◆ **Exercise instructions**: Extract, exactly as written, all lines of the material below from the line that includes "of the disposable" through its last line.

◆ **Supplied material**:
----
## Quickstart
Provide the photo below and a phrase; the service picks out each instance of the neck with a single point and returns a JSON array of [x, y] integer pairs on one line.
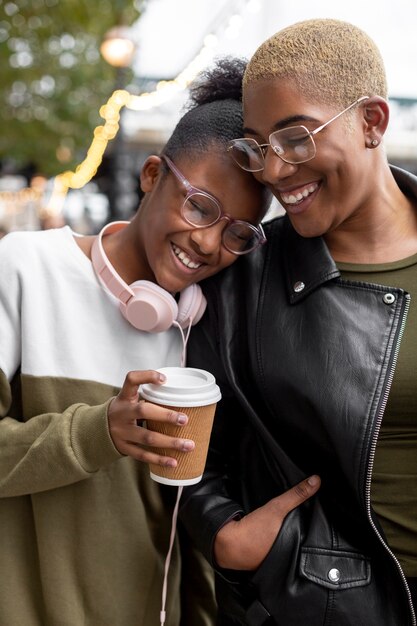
[[381, 233]]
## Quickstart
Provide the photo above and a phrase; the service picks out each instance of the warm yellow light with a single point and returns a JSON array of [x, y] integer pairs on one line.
[[110, 112], [117, 47]]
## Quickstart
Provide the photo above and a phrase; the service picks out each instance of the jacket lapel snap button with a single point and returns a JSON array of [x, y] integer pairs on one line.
[[334, 575], [388, 298], [299, 286]]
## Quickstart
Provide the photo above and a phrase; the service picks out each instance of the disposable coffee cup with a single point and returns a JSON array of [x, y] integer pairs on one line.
[[193, 392]]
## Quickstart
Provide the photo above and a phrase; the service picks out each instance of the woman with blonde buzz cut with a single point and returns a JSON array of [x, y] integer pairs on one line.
[[308, 507]]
----
◆ **Solution for this exercise**:
Provide the photo above and a phrase; the service picks out each instance of the disposable coffee cup with a single point and returns a JSON array of [x, y] integer pairs on one line.
[[193, 392]]
## Quickstart
Provide the photo above and a phrase; the service picks out each instance of the woman with blonde buzz cut with a single point and returns a JSON array of [x, y] integer pairs on one line.
[[308, 507]]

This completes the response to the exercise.